- WHAT YOU SHOULD DO -
Decide whether each statement below agrees with the court opinion that follows. Answer yes or no for each, quoting the words of the opinion that settle it. 1. The plaintiff filed her discrimination charge with the EEOC on October 23, 1992. 2. The EEOC found that the defendants had violated Title VII. 3. The plaintiff has worked for the defendants since 1987.

- EXTRACT -
SAUNDRA LLOYD, Plaintiff, against WABC-TV and CAPITAL CITIES/ABC INC., Defendants.

The opinion of the court was delivered by: KEVIN THOMAS DUFFY



 On October 23, 1992, Plaintiff Saundra Lloyd, an African-American, filed an employment discrimination charge against Defendants WABC-TV and Capital Cities/ABC, Inc. (collectively "ABC") with the New York District Office of the Equal Employment Opportunity Commission ("EEOC"). The EEOC issued a right-to-sue letter dated August 10, 1993, in which it concluded that Defendants had not violated Title VII and dismissed Plaintiff's charge. Plaintiff subsequently filed the present complaint in this court on November 5, 1993. The complaint alleges violations of Title VII of the Civil Rights Act of 1964, as amended, 42 U.S.C. § 2000e-5, et seq., in that Plaintiff was required to work in an environment where bias and prejudice existed against African Americans; that this discriminatory atmosphere resulted in her being harassed and treated poorly at work; that she was denied the benefits of seniority and promotion afforded to her co-workers; and that she was repeatedly denied job titles and compensation commensurate with her duties. Plaintiff requests this court to grant an award of back pay as compensation for the discrepancy between her income and that of her Caucasian colleagues; damages for pain and suffering; punitive damages; attorney's fees; and the costs and disbursements of this action. *fn1" On January 18, 1994, Defendants brought the present motion for summary judgment in favor of Defendants and for the dismissal of Plaintiff's Title VII claims.

 For the following reasons, Defendants' motion is granted.


 Plaintiff is an African American woman who has been employed by Defendants since 1981. At present, Plaintiff serves as the New Jersey Bureau Manager/Researcher for the "Eyewitness News" television program at WABC-TV. Prior to obtaining her present position in 1987, Plaintiff had held the positions of Desk Assistant and Researcher. Throughout her career at ABC, Plaintiff has received positive performance evaluations. Among her academic credentials, Plaintiff lists a Bachelor of Arts degree in journalism from Bernard Baruch College of the City University of New York, and also a certification in the Video Technology Training Program at the Institute of New Cinema Artists in New York City.

 Plaintiff alleges six incidents involving discrimination. In February 1983, Plaintiff submitted to her employers a proposal for a television program. Although the then-News Director praised the proposal, the station rejected Plaintiff's program. However, in July 1984, ABC produced and aired a show allegedly resembling the one Plaintiff had proposed.

- GIVEN MATERIAL -

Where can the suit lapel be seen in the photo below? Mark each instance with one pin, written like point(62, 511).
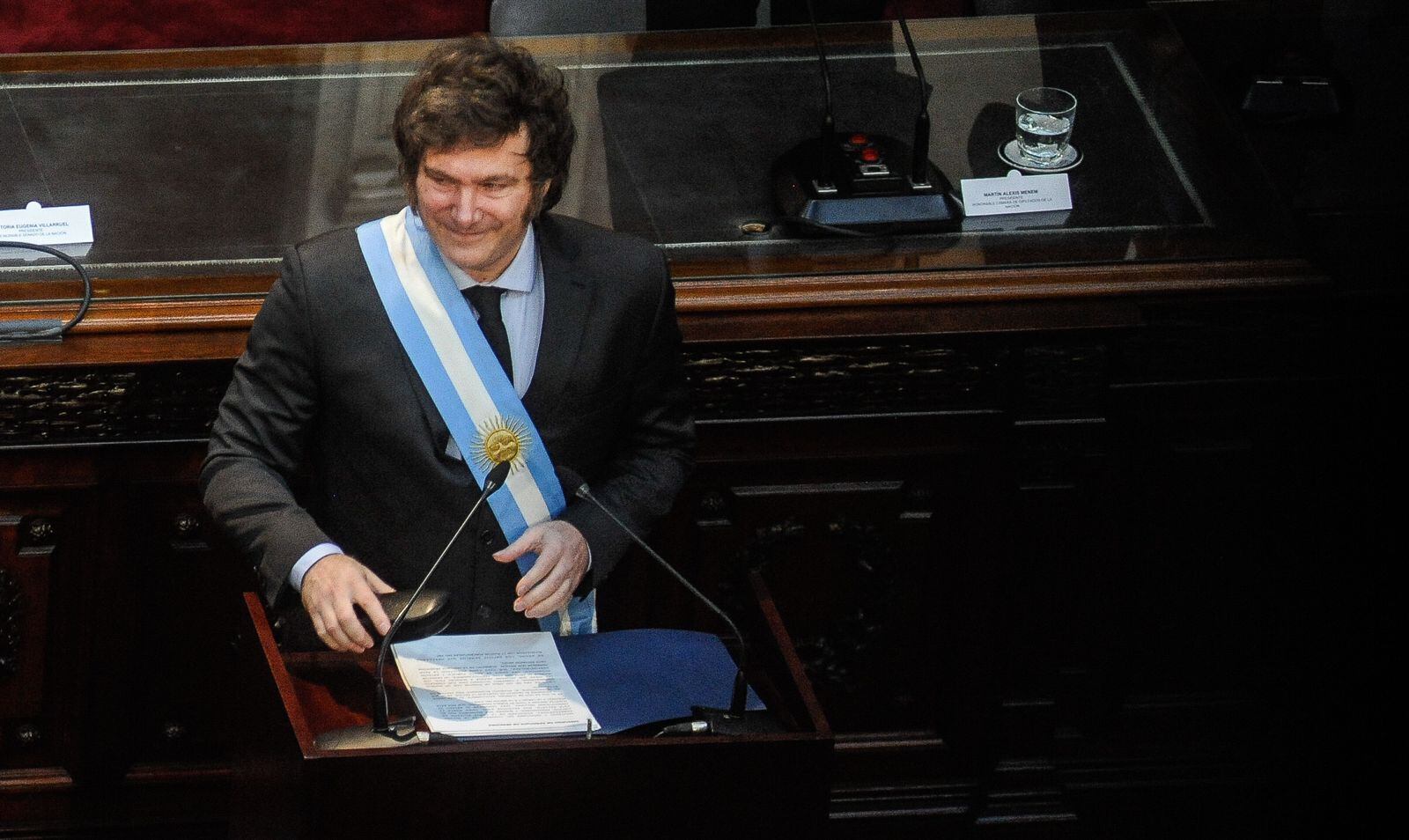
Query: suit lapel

- FINISHED EXERCISE -
1. Yes: "On October 23, 1992, Plaintiff Saundra Lloyd, an African-American, filed an employment discrimination charge"
2. No: "it concluded that Defendants had not violated Title VII"
3. No: "has been employed by Defendants since 1981"